# Reading text:
------------------------------
# Tank of the Month October 2008: Shay Fertig



## AaronT

*Introduction and Background*

I have been in the ornamental fish hobby for more than 20 Years now (since I was 18 ) and have gone through Cichlids, Discus, saltwater (marine + reef) and more. My introduction to planted tanks goes back 15 years ago with my first low-tech, low-light, yeast CO2 system. Since then, a lot of water and fertilizers has flown. I find this hobby and particularly aquascaping as part of me and my day-to-day life and I totally enjoy attending to my aquariums (and paludariums) for at least two hours every day. I am glad to introduce everyone to one of my tanks which was established in the end of December 2007. This tank is installed in my home office and is my largest planted tank.

*About the Layout*

The picture I had in mind was a combination of Dutch and nature style tank packed with green and red plants. I have chosen quartz rocks (you can barely see them today) as decoration and arranged them as high mountains with the golden ratio in mind.










*Specifications:*

*Tank:* Rena 1.5 meter - 450 liter (330 liter net)
*Lighting:* light 1.25 WPL (6 X 54W T5 + 5 X 18W Osram Mini Twist at the sides)
*Chiller:* Teco TR-15 Chiller
*Carbon:* CO2 + PH controller + 2 outside reactors
*Filtration:* 2 X Eheim pro 3 2028
*Ultraviolet Sterilization:* 36W UV
*Substrate Heating:* Under substrate Heating cable - Rena 15m 100W
*Substrate:* 1st layer Pumice 2cm, 2nd layer Pumice+peat+humus 3cm, 3rd layer JBL Aquabasis 2cm, 4th layer crushed quartz 5cm.
*Water Parameters:* pH-5.9, KH-1Gdh, GH-3Gdh, CO2-40ppm, NO3-15ppm, PO4-1.5ppm, 275ms, Temp.-25.5c.
------------------------------
# Entries contained in a dataset:
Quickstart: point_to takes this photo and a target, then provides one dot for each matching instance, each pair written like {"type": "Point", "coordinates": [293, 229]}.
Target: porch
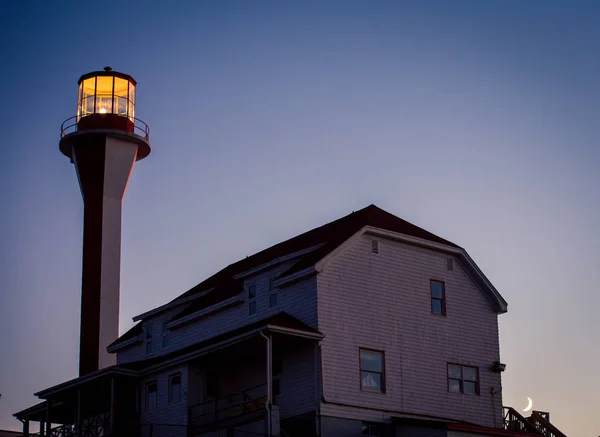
{"type": "Point", "coordinates": [101, 404]}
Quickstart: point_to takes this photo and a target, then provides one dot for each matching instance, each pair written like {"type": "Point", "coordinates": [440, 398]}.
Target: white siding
{"type": "Point", "coordinates": [383, 302]}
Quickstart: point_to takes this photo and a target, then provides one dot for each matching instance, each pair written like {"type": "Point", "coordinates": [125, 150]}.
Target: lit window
{"type": "Point", "coordinates": [165, 335]}
{"type": "Point", "coordinates": [252, 299]}
{"type": "Point", "coordinates": [151, 395]}
{"type": "Point", "coordinates": [273, 298]}
{"type": "Point", "coordinates": [277, 369]}
{"type": "Point", "coordinates": [463, 379]}
{"type": "Point", "coordinates": [175, 388]}
{"type": "Point", "coordinates": [371, 429]}
{"type": "Point", "coordinates": [438, 298]}
{"type": "Point", "coordinates": [374, 246]}
{"type": "Point", "coordinates": [149, 335]}
{"type": "Point", "coordinates": [372, 371]}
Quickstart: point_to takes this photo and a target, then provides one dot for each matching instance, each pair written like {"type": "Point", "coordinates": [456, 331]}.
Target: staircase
{"type": "Point", "coordinates": [538, 423]}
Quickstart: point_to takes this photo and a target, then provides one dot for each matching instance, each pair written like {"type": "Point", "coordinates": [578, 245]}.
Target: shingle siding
{"type": "Point", "coordinates": [383, 302]}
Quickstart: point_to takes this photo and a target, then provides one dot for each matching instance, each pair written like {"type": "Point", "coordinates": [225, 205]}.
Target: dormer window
{"type": "Point", "coordinates": [252, 299]}
{"type": "Point", "coordinates": [149, 335]}
{"type": "Point", "coordinates": [165, 335]}
{"type": "Point", "coordinates": [273, 297]}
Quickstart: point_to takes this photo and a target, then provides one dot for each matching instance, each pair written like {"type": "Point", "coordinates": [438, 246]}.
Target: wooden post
{"type": "Point", "coordinates": [113, 401]}
{"type": "Point", "coordinates": [26, 428]}
{"type": "Point", "coordinates": [78, 419]}
{"type": "Point", "coordinates": [48, 420]}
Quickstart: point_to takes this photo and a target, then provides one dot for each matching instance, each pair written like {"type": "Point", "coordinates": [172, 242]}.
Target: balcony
{"type": "Point", "coordinates": [236, 408]}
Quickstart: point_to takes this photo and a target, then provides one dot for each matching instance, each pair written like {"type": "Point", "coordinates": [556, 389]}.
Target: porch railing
{"type": "Point", "coordinates": [94, 426]}
{"type": "Point", "coordinates": [513, 421]}
{"type": "Point", "coordinates": [227, 407]}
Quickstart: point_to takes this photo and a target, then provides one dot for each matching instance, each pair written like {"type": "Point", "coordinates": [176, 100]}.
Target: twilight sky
{"type": "Point", "coordinates": [477, 120]}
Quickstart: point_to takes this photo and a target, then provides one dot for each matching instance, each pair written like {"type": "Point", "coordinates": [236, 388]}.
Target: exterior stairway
{"type": "Point", "coordinates": [537, 423]}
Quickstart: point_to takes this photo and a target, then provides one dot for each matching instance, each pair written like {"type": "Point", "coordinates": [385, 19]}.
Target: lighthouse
{"type": "Point", "coordinates": [103, 141]}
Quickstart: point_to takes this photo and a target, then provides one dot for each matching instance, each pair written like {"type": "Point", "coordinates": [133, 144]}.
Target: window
{"type": "Point", "coordinates": [463, 379]}
{"type": "Point", "coordinates": [372, 371]}
{"type": "Point", "coordinates": [149, 334]}
{"type": "Point", "coordinates": [438, 298]}
{"type": "Point", "coordinates": [213, 387]}
{"type": "Point", "coordinates": [252, 299]}
{"type": "Point", "coordinates": [165, 335]}
{"type": "Point", "coordinates": [374, 246]}
{"type": "Point", "coordinates": [272, 292]}
{"type": "Point", "coordinates": [277, 369]}
{"type": "Point", "coordinates": [175, 388]}
{"type": "Point", "coordinates": [151, 395]}
{"type": "Point", "coordinates": [371, 429]}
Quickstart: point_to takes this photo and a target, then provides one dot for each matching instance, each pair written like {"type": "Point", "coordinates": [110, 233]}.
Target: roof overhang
{"type": "Point", "coordinates": [82, 380]}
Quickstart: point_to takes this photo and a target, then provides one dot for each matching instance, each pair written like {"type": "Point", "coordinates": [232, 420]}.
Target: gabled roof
{"type": "Point", "coordinates": [324, 240]}
{"type": "Point", "coordinates": [329, 236]}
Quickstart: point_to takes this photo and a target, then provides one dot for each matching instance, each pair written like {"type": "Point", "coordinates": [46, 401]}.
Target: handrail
{"type": "Point", "coordinates": [69, 126]}
{"type": "Point", "coordinates": [513, 421]}
{"type": "Point", "coordinates": [544, 426]}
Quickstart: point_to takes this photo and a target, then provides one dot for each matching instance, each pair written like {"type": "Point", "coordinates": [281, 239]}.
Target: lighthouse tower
{"type": "Point", "coordinates": [103, 141]}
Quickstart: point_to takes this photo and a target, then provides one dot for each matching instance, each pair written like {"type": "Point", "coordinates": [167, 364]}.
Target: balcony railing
{"type": "Point", "coordinates": [139, 127]}
{"type": "Point", "coordinates": [227, 407]}
{"type": "Point", "coordinates": [95, 426]}
{"type": "Point", "coordinates": [513, 421]}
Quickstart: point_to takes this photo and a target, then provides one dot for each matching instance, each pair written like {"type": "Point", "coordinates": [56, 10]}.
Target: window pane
{"type": "Point", "coordinates": [175, 389]}
{"type": "Point", "coordinates": [454, 385]}
{"type": "Point", "coordinates": [276, 387]}
{"type": "Point", "coordinates": [437, 289]}
{"type": "Point", "coordinates": [454, 372]}
{"type": "Point", "coordinates": [371, 381]}
{"type": "Point", "coordinates": [370, 360]}
{"type": "Point", "coordinates": [470, 373]}
{"type": "Point", "coordinates": [470, 387]}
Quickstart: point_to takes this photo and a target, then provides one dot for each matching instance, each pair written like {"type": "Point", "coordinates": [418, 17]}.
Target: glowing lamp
{"type": "Point", "coordinates": [105, 106]}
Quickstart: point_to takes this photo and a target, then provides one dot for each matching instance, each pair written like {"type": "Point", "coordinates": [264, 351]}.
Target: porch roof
{"type": "Point", "coordinates": [281, 323]}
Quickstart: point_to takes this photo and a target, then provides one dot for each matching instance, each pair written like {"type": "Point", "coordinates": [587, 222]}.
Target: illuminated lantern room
{"type": "Point", "coordinates": [106, 100]}
{"type": "Point", "coordinates": [105, 106]}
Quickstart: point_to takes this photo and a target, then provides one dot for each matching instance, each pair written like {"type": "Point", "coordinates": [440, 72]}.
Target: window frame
{"type": "Point", "coordinates": [360, 370]}
{"type": "Point", "coordinates": [165, 335]}
{"type": "Point", "coordinates": [171, 377]}
{"type": "Point", "coordinates": [253, 300]}
{"type": "Point", "coordinates": [272, 291]}
{"type": "Point", "coordinates": [276, 377]}
{"type": "Point", "coordinates": [462, 379]}
{"type": "Point", "coordinates": [149, 340]}
{"type": "Point", "coordinates": [370, 426]}
{"type": "Point", "coordinates": [147, 396]}
{"type": "Point", "coordinates": [442, 300]}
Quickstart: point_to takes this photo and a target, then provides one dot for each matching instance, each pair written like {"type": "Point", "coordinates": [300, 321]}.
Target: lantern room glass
{"type": "Point", "coordinates": [106, 94]}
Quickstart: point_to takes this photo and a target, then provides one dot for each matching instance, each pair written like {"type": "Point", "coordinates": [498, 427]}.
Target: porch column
{"type": "Point", "coordinates": [78, 419]}
{"type": "Point", "coordinates": [113, 401]}
{"type": "Point", "coordinates": [42, 430]}
{"type": "Point", "coordinates": [48, 420]}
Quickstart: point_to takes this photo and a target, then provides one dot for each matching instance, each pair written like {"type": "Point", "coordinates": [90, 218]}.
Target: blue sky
{"type": "Point", "coordinates": [475, 120]}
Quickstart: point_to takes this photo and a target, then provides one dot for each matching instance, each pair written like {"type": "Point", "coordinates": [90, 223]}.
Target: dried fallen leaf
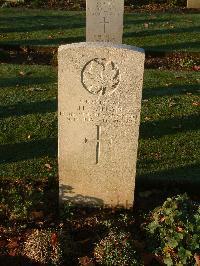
{"type": "Point", "coordinates": [13, 244]}
{"type": "Point", "coordinates": [196, 103]}
{"type": "Point", "coordinates": [48, 166]}
{"type": "Point", "coordinates": [179, 229]}
{"type": "Point", "coordinates": [197, 259]}
{"type": "Point", "coordinates": [37, 215]}
{"type": "Point", "coordinates": [86, 261]}
{"type": "Point", "coordinates": [196, 68]}
{"type": "Point", "coordinates": [54, 239]}
{"type": "Point", "coordinates": [21, 73]}
{"type": "Point", "coordinates": [3, 243]}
------------------------------
# Set task 1:
Please decide whether each statement agrees with the planted tank write-up, answering yes or no and quoting the words that settle it: (a) the tank was set up at the end of December 2007; (b) the tank runs on a single Eheim filter; (c) the quartz rocks are easy to see today.
# Set task 2:
Using the planted tank write-up, explain in one to three sentences what guided the way the quartz rocks were arranged.
The entries above stand apart from the planted tank write-up.

# Exercise result 1:
(a) Yes: "established in the end of December 2007"
(b) No: "2 X Eheim pro 3 2028"
(c) No: "(you can barely see them today)"

# Exercise result 2:
The quartz rocks were arranged as high mountains with the golden ratio in mind. This was part of a layout meant to combine Dutch and nature style in a tank packed with green and red plants.